-- START OF Reading text --

Exporting Mailboxes Larger Than 2 GB On An Exchange Server

At one point, the MAPI used by Exchange was the same as the MAPI used by Outlook. But many years ago (literally - pre-Exchange 5.5) the MAPI used by Exchange server began to diverge from the MAPI used by Outlook. This isn't particularly surprising, as the needs of a MAPI server are the inverse to the needs of a MAPI client. By Outlook 2003/Exchange 2003, a significant item was that client-MAPI (the MAPI used by Outlook) supports Unicode PSTs. Server-MAPI (the MAPI used by Exchange) only supports ANSI PSTs.

While there are MANY under-the-hood differences between the two types of PSTs, the key issue for most people is that ANSI PSTs are limited to 2 GB in size (the actual limit is about 1.8 GB of data, but this leads to a file size of just about 2 GB). Unicode PSTs do not have that limitation and can of any "reasonable" size. (They are limited by default to 20 GB, but can grow beyond that by adding a registry key for Outlook's MAPI.)

-- END OF Reading text --
-- START OF Data excerpts --

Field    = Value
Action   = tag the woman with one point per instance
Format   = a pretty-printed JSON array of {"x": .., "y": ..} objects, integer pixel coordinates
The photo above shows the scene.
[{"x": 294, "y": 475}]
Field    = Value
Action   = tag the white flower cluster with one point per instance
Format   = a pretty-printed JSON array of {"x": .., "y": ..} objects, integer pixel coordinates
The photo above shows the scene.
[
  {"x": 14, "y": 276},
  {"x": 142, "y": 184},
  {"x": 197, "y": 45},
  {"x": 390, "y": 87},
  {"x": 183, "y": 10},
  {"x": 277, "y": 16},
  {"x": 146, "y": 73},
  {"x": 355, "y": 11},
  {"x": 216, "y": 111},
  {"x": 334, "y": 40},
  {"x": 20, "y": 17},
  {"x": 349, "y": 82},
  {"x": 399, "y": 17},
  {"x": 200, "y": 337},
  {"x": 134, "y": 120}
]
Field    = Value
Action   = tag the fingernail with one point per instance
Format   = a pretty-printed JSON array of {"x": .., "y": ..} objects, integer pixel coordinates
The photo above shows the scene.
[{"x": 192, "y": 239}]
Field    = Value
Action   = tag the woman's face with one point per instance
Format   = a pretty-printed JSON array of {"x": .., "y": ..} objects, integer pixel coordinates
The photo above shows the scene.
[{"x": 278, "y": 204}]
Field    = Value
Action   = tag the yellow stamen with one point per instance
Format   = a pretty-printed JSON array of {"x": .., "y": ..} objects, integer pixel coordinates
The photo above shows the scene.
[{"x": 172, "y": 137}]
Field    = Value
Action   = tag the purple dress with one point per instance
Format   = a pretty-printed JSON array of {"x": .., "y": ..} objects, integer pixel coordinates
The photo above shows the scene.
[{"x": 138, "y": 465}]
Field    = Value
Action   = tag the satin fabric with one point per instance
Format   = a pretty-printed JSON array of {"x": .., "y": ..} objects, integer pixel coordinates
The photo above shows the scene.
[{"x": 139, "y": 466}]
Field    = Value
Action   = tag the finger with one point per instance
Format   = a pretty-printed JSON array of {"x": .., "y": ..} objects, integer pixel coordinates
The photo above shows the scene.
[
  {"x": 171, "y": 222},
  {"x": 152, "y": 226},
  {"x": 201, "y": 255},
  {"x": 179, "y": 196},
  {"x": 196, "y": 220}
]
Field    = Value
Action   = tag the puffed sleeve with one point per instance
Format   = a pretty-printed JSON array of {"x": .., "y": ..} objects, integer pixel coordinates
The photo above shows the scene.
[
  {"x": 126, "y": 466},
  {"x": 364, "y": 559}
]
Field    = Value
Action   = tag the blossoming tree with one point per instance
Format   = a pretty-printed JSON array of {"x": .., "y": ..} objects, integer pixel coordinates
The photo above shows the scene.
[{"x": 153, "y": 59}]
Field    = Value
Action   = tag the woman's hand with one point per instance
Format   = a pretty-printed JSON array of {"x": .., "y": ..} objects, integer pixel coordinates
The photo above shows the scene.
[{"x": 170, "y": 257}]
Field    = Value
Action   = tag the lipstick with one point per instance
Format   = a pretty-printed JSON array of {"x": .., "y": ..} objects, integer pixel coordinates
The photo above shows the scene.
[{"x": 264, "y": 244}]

-- END OF Data excerpts --

• [Your tasks]
1. According to the text on exporting Exchange mailboxes, what size are Unicode PSTs limited to by default?
2. Repeat the text on exporting Exchange mailboxes from "While there are" to "for Outlook's MAPI.)".
3. Go on with the text on exporting Exchange mailboxes, starting after its last sentence.

• [Answers to each task]
1. 20 GB

2.
While there are MANY under-the-hood differences between the two types of PSTs, the key issue for most people is that ANSI PSTs are limited to 2 GB in size (the actual limit is about 1.8 GB of data, but this leads to a file size of just about 2 GB). Unicode PSTs do not have that limitation and can of any "reasonable" size. (They are limited by default to 20 GB, but can grow beyond that by adding a registry key for Outlook's MAPI.)

3.
This leads to a challenge on Exchange 2003 or Exchange 2007 servers when using ExMerge (yes, yes, ExMerge isn't officially supported against Exchange 2007 but it works just fine). ExMerge can only use server MAPI. However, mailboxes may be larger than 2 GB. So what do you do?

Glen Scales, an Exchange MVP with a developer bent, developed a script in early 2007 to address this problem. Glen's original script is here.

I've recently been working on a project for a large company and we needed to do this export against thousands of mailboxes. I started with Glen's script and ran into a few issues, so I've more-or-less rewritten it; but the basic concept is the same - scan a mailbox on an Exchange server and break it into chunks. Each chunk will not be larger than 1.8 GB and each chunk will not contain any folder that contains more than 16,300 items (16K items per folder was another limit of ANSI PSTs).

I give great thanks to Glen for his original script, without his script this project would've been much harder.

If you actually want to know how the script works - I refer you to Glen's original blog on the topic. The mechanism has not changed.

Without further ado...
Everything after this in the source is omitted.